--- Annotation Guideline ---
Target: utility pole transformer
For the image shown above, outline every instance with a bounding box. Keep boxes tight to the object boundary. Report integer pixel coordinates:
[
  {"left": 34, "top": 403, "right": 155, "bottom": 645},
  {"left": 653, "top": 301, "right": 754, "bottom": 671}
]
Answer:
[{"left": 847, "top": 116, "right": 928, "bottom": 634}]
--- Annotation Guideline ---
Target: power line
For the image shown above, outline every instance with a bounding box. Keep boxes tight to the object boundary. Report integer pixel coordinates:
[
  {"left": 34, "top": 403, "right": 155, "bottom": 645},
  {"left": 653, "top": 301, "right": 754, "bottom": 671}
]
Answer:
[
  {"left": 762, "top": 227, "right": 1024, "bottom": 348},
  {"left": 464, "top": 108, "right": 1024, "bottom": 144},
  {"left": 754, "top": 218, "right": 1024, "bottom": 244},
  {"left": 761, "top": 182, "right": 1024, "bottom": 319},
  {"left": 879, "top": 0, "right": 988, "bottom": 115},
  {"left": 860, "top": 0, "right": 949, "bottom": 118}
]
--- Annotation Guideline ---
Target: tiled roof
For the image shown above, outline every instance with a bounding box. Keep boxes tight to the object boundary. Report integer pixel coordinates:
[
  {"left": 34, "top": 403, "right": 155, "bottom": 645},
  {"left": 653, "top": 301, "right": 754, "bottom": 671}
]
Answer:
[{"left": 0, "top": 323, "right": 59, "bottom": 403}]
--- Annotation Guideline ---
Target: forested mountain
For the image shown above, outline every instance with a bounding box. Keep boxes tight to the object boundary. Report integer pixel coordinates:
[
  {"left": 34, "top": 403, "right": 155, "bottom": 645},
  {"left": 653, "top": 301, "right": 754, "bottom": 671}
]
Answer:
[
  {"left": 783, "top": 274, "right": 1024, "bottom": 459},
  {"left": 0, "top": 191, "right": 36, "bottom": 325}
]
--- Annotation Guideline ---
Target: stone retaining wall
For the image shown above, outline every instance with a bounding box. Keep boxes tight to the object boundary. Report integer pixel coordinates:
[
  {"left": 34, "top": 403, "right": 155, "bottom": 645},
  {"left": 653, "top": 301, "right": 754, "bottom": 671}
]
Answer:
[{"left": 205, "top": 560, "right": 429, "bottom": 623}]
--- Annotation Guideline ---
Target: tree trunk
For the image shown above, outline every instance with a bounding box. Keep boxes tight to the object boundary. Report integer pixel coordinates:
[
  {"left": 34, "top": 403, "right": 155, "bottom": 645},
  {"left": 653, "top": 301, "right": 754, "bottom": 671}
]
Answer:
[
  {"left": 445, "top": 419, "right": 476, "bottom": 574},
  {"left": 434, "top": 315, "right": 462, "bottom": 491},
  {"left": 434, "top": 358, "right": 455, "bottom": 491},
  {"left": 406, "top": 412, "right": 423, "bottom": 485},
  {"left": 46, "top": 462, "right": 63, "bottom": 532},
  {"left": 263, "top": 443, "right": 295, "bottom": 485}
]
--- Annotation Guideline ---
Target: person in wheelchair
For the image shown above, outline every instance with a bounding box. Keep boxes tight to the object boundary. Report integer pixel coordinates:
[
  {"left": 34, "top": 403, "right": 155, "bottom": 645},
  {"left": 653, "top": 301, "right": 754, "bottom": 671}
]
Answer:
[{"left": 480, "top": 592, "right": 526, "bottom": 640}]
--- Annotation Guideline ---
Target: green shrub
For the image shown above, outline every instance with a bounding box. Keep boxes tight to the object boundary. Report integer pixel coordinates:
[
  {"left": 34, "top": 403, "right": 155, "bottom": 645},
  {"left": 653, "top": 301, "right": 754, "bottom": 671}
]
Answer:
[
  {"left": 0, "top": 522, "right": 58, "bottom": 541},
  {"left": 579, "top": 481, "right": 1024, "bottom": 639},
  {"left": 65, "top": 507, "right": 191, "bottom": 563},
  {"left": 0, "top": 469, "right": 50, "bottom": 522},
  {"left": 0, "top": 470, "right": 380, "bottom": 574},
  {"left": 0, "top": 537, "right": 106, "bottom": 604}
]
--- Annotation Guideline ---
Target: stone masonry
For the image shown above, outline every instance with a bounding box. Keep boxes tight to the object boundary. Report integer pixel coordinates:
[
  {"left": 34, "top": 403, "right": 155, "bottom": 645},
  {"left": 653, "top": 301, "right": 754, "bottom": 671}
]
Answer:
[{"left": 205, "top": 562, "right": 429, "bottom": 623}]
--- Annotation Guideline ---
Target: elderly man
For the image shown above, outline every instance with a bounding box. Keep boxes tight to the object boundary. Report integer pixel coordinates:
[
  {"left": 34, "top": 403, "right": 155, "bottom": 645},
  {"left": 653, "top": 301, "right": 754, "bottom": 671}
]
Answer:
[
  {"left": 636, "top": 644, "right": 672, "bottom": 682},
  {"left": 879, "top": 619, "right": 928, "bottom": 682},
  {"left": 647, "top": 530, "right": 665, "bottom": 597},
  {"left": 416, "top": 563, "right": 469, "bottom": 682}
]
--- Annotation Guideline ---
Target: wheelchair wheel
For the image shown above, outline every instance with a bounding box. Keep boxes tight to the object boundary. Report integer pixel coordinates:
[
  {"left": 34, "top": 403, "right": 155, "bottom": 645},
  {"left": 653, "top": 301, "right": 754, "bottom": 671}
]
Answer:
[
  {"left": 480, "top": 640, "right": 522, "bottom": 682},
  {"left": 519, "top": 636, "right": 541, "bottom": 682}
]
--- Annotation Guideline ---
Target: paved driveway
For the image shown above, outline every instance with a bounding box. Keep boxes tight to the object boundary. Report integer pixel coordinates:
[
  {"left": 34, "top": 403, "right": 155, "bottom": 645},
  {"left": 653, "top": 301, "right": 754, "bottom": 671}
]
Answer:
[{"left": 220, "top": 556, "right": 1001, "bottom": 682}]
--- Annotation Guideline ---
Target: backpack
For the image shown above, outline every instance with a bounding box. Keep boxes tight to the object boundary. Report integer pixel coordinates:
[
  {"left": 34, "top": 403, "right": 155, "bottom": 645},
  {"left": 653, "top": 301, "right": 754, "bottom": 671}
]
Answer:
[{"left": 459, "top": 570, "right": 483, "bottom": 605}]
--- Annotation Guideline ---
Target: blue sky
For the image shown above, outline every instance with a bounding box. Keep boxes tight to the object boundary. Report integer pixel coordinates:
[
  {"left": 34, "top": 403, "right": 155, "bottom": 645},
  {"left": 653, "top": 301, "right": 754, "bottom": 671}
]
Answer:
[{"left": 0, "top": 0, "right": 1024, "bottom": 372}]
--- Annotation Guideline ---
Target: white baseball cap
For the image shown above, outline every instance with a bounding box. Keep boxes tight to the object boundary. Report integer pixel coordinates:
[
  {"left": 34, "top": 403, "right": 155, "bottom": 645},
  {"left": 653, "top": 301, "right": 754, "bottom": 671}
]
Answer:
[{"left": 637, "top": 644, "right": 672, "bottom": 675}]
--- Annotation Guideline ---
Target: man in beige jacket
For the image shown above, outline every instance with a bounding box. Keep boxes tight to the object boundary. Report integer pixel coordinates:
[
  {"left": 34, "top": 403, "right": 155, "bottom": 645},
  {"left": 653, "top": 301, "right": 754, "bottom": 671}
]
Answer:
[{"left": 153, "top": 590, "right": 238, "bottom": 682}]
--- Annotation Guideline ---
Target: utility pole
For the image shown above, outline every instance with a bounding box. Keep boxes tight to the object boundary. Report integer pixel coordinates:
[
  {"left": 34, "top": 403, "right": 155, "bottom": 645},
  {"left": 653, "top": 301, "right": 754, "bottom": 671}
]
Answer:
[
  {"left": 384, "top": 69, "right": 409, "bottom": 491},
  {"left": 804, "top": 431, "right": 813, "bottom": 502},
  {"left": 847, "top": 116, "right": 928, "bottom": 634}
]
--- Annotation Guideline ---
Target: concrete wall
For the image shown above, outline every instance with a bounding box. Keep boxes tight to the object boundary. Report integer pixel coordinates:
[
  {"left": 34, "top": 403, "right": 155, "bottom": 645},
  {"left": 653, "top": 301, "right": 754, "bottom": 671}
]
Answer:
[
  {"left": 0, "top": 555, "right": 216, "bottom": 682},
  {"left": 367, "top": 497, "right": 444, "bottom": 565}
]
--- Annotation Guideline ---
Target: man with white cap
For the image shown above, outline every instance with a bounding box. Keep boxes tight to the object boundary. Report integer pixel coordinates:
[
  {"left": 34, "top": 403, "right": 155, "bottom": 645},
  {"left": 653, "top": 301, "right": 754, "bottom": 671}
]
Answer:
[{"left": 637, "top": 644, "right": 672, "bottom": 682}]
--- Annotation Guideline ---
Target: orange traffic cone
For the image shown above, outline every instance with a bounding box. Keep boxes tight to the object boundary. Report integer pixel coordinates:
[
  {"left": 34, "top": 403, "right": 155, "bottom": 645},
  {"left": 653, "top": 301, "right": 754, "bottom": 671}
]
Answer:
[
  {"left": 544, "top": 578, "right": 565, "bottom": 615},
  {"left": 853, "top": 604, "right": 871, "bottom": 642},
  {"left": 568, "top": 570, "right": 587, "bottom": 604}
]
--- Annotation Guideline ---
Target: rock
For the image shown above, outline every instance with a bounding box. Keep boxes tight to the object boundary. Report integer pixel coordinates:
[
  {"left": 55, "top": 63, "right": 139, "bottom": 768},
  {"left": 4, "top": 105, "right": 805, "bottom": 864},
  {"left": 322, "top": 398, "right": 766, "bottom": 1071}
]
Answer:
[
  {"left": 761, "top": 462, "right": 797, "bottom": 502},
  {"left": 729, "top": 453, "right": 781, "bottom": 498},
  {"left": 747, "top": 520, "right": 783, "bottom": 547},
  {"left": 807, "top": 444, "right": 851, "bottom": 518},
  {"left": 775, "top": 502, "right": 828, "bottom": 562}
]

------------------------------

◆ Exercise requirements
State how many lines of the records contain the string "pole", with case counting. Reply with the number alone.

◆ Result below
2